Adaptation versus innovation

Toute catégorisation conserve un certain degré d’arbitraire. Il demeure toutefois utile de distinguer entre l’ajustement marginal qui s’identifie à une adaptation et l’innovation proprement dite qui correspond à une discontinuité ou à un important saut. Les deux catégories impliquent des niveaux de risques très différents.

L’adaptation s’opère dans un univers plus prévisible ou moins incertain. Par exemple, l’existence de brevets a rendu le secteur des produits pharmaceutiques très dynamique. En moins de cinquante ans, plus de 1200 nouvelles entités chimiques ont vu le jour. Bien sûr, les nouvelles entités ne sont pas toutes des percées importantes. Un très grand nombre vise à se distancer légèrement des molécules rentables existantes pour obtenir une part du marché et des profits. Il en est de même à l’université : les découvertes majeures sont très peu nombreuses, la majorité des publications ajoutant peu aux connaissances. Les universitaires imitent plus qu’ils innovent, en ajoutant des points-virgules.

Facteurs favorables à l’innovation

Le choix de vouloir sortir des sentiers battus, qu’est l’innovation, rend cette action très risquée, avec un faible taux de succès. En contrepartie, elle implique beaucoup de crackpots ou d’idées cinglées. Il ne peut en être autrement dans l’activité de sortir des idées reçues.

Données brutes:
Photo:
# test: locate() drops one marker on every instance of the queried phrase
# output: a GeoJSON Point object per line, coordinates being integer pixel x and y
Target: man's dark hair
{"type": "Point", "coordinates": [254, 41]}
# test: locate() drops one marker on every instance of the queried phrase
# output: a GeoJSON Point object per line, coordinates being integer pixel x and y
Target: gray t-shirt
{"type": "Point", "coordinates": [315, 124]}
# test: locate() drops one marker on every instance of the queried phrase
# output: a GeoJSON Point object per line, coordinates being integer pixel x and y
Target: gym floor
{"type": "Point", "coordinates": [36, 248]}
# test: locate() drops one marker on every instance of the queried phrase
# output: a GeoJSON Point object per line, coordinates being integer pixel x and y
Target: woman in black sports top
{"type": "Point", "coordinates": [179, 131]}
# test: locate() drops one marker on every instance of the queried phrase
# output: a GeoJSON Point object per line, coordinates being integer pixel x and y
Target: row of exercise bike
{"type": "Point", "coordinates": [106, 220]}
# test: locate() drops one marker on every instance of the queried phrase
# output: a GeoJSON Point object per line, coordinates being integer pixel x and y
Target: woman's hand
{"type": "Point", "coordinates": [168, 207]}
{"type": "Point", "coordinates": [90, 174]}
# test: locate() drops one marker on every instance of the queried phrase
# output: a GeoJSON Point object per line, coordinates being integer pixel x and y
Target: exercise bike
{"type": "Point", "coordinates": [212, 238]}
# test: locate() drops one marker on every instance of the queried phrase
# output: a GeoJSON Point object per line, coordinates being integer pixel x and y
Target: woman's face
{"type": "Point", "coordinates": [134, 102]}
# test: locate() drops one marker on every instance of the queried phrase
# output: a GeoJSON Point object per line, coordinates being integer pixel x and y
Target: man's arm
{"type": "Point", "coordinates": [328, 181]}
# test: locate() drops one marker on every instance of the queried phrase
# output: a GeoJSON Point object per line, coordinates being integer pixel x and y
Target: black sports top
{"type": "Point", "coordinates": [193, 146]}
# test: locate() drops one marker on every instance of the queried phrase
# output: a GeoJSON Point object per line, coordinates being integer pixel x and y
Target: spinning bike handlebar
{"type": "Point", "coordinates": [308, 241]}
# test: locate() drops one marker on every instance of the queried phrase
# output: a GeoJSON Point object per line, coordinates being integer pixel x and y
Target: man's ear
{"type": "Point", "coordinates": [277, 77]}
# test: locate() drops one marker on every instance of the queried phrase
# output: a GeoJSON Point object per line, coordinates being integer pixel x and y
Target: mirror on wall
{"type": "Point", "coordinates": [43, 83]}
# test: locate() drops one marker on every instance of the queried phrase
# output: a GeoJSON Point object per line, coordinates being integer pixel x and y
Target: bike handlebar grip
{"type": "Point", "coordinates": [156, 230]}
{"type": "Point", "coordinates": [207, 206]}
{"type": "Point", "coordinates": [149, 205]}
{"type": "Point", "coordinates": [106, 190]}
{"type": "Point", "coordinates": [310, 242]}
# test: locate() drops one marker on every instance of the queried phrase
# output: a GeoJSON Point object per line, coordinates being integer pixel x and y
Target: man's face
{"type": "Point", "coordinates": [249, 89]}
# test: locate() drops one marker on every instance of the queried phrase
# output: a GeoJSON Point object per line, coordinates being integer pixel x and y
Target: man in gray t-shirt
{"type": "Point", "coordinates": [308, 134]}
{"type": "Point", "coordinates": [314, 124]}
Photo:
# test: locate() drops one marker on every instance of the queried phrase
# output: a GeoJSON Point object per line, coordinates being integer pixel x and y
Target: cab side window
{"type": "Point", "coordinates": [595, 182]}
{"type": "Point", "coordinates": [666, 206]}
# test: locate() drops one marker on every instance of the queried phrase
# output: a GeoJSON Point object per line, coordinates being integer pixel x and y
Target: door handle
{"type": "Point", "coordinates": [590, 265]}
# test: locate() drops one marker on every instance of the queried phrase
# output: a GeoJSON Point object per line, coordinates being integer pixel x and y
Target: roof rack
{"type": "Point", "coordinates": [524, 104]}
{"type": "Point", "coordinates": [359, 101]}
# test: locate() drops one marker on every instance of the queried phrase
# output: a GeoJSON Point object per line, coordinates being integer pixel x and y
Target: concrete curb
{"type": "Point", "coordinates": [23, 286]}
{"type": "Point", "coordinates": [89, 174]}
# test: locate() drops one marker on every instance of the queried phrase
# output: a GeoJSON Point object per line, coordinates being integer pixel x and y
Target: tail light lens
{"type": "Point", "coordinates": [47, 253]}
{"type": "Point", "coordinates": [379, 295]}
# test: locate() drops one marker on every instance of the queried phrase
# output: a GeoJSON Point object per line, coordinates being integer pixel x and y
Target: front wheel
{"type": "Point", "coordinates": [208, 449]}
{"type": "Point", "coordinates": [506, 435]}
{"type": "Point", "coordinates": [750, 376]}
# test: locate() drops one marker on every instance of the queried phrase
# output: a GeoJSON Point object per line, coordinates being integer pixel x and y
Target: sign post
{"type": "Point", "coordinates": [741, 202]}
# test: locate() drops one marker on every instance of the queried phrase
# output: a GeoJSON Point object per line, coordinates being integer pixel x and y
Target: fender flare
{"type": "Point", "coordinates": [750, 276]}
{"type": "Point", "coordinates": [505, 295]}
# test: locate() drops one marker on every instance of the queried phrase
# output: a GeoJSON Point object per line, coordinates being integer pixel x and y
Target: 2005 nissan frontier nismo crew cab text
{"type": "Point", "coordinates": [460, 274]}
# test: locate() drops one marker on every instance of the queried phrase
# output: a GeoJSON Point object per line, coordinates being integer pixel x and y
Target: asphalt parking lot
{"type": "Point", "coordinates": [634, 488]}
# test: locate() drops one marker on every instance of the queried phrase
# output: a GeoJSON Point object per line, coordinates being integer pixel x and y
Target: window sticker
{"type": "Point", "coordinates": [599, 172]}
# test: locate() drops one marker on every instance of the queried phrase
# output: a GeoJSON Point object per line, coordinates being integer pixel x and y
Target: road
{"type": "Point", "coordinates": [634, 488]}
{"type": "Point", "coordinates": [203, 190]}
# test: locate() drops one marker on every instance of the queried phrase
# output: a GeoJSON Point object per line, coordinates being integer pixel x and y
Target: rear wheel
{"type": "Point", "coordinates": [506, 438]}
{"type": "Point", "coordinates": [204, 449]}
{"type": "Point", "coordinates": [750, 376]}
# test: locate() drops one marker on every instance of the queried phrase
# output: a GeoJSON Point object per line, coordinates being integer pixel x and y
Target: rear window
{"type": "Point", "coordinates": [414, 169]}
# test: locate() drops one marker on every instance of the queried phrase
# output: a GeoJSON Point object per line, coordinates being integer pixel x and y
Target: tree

Activités:
- a) Selon le texte sur l'adaptation et l'innovation, combien de nouvelles entités chimiques sont apparues en moins de cinquante ans ?
- b) Poursuivez, s'il vous plaît, le texte sur l'adaptation et l'innovation après sa dernière phrase.

Réponses données:
- a) Plus de 1200.

- b)
Différents facteurs influencent l’attrait de l’innovation. En voici quelques-uns, certains s’appliquant davantage au secteur non marchand. Premièrement, l’entrée dans une activité, telle la recherche d’une innovation, est facilitée si la sortie n’est pas onéreuse, comme en absence d’opprobre vis-à-vis l’échec et la faillite. Selon une récente publication (McArdle, 2014), l’Amérique serait unique dans sa volonté de laisser échouer les gens et les entreprises, mais aussi dans sa détermination de les laisser se relever après la chute, l’échec étant la façon dont les gens et les entreprises apprennent.

Un facteur favorable à l’innovation est sûrement une plus grande ouverture de la société. Des intérêts bien ancrés et un establishment puissant permettent de s’isoler des remises en question, ce qu’est l’innovation. Ils permettent un protectionnisme sous différentes facettes pour éviter la concurrence. Je ne peux m’empêcher ici de penser aux différentes actions de l’Union des producteurs agricoles.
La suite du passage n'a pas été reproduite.